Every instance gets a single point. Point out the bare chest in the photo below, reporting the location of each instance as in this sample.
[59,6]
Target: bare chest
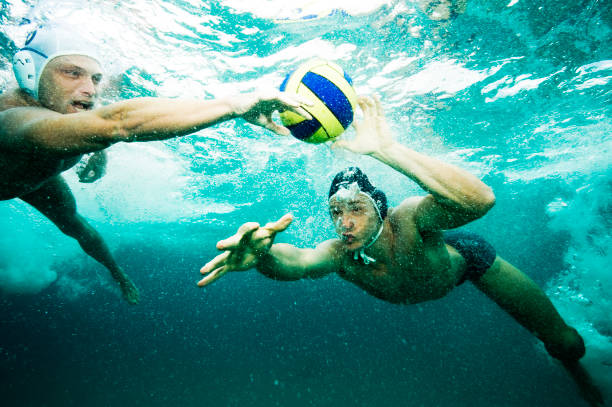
[419,273]
[24,173]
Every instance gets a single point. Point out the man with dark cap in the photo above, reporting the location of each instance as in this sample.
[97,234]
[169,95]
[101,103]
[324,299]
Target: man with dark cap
[404,255]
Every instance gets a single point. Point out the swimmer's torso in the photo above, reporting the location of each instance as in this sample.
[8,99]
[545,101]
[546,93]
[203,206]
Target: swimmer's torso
[415,269]
[21,173]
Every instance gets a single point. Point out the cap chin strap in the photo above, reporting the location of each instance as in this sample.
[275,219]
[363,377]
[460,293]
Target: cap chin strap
[361,252]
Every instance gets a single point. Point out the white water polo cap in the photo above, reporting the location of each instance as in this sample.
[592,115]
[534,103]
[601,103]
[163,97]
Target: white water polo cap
[43,45]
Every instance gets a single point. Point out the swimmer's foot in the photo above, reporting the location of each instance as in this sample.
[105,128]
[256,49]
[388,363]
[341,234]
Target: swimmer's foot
[128,289]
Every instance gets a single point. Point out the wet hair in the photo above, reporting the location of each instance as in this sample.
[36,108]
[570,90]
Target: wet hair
[354,174]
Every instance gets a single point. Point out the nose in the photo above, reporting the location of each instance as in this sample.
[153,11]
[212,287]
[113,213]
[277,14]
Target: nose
[88,87]
[346,222]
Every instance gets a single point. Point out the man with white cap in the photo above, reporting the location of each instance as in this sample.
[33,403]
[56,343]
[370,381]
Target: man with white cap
[51,120]
[406,255]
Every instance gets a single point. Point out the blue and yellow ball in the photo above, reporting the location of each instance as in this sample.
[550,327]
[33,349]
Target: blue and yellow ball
[331,89]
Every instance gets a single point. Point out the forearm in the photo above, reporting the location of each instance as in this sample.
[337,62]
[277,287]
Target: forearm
[140,119]
[282,262]
[449,184]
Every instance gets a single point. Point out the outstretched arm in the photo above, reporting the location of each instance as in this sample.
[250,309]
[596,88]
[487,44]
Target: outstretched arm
[141,119]
[251,247]
[457,197]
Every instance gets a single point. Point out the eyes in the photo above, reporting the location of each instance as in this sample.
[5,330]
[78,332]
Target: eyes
[78,73]
[352,209]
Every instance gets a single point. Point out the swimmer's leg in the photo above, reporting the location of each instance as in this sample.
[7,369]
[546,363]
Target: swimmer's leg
[525,301]
[55,200]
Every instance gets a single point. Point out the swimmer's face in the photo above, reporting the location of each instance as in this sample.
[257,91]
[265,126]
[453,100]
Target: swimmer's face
[70,84]
[355,220]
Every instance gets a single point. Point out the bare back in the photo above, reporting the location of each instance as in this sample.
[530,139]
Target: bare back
[24,172]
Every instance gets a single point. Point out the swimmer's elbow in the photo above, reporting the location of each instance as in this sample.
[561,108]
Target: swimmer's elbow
[485,201]
[121,122]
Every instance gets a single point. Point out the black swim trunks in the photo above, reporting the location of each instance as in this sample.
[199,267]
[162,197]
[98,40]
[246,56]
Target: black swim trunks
[477,252]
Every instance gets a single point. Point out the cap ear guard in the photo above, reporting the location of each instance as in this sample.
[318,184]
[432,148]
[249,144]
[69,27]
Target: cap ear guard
[25,71]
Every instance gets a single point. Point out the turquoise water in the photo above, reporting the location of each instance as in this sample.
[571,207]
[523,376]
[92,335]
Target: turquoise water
[516,91]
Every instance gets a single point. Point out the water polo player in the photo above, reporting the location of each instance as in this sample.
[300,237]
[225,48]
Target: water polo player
[402,254]
[51,120]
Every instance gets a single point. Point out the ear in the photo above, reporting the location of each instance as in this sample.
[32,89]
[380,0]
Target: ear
[25,71]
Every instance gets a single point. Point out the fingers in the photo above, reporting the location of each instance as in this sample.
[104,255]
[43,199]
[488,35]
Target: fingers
[378,105]
[342,144]
[366,104]
[278,129]
[294,103]
[215,263]
[213,276]
[233,242]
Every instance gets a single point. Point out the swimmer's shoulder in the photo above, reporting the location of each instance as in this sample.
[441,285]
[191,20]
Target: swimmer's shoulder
[407,208]
[15,98]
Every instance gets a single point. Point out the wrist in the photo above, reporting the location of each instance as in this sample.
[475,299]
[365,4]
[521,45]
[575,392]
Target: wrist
[387,152]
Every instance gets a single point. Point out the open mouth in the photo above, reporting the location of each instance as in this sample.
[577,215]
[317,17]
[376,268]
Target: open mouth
[348,238]
[82,105]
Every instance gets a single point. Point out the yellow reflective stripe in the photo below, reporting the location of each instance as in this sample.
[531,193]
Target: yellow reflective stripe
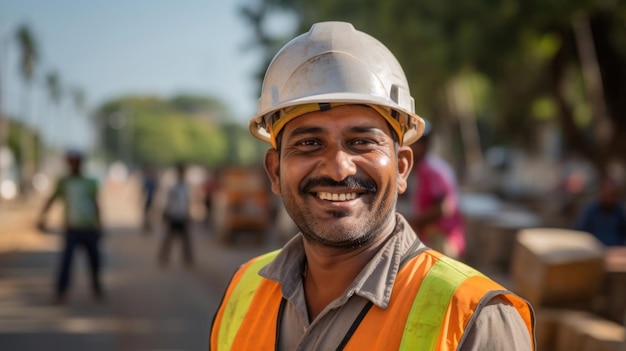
[237,305]
[425,319]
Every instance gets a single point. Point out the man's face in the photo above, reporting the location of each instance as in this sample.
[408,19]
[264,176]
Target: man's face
[339,175]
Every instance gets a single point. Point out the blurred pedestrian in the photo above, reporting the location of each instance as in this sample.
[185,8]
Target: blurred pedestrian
[177,217]
[209,187]
[604,216]
[437,217]
[150,184]
[82,224]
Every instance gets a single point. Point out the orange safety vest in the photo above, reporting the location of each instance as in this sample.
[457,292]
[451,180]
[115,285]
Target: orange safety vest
[435,296]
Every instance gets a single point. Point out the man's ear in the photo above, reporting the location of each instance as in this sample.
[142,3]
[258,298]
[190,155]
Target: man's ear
[272,168]
[405,164]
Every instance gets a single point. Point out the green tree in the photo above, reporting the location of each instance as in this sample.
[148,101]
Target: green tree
[185,128]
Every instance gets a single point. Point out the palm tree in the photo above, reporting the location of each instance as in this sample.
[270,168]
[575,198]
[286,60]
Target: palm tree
[28,61]
[53,85]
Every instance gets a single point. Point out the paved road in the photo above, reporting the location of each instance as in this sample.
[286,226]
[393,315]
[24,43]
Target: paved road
[147,307]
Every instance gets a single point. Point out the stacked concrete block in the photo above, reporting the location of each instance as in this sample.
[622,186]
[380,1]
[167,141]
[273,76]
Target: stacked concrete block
[557,267]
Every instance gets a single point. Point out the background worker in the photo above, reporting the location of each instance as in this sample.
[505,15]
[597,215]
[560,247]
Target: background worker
[82,225]
[336,108]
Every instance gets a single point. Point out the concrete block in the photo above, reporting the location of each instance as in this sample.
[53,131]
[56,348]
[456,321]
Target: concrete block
[557,267]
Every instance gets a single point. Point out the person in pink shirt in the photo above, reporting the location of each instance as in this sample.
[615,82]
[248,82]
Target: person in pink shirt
[437,218]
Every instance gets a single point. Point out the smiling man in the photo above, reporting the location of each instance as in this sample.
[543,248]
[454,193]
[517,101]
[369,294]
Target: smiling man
[336,108]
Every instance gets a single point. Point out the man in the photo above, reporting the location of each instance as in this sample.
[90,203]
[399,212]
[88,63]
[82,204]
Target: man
[437,219]
[604,216]
[336,109]
[82,224]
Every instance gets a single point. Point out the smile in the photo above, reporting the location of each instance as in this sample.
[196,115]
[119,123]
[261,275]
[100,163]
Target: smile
[336,197]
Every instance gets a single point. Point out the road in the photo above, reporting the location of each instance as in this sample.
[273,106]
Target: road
[147,307]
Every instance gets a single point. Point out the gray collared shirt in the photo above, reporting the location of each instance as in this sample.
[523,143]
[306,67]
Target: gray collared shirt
[498,325]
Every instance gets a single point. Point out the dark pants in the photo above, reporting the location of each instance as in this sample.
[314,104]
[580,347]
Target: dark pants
[88,240]
[176,229]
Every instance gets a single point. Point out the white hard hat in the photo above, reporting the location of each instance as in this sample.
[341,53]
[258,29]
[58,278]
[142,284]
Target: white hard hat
[334,64]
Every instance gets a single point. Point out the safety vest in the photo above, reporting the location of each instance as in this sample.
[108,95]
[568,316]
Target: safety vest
[434,295]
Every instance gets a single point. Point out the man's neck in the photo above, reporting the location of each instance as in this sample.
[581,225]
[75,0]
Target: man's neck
[329,272]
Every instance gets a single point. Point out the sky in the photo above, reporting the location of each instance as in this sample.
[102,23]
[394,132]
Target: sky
[109,48]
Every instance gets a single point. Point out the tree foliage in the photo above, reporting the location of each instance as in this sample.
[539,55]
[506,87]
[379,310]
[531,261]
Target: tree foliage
[186,128]
[525,54]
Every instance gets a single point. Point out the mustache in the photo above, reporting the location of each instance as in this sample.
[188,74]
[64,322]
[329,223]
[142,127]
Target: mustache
[353,182]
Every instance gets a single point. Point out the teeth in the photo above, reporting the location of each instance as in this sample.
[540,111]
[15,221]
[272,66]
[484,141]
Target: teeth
[336,197]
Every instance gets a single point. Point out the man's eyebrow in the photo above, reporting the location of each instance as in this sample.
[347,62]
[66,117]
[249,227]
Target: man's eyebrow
[306,130]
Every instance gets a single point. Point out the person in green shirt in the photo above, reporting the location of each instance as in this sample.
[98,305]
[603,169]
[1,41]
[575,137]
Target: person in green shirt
[82,225]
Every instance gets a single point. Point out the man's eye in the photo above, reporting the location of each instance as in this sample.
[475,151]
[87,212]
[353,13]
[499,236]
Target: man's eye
[362,142]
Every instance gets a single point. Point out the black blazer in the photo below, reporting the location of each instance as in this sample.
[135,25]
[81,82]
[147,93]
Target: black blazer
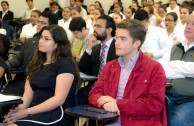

§ **Short task**
Gather every line of the records above that contains the string "outstretched" and copy each such line in full. The match is case-sensitive.

§ **Answer for the task**
Every instance gets a single point. Point out the outstretched arm in the photo above, reporting the location of each instance as in this sample.
Target: outstretched arm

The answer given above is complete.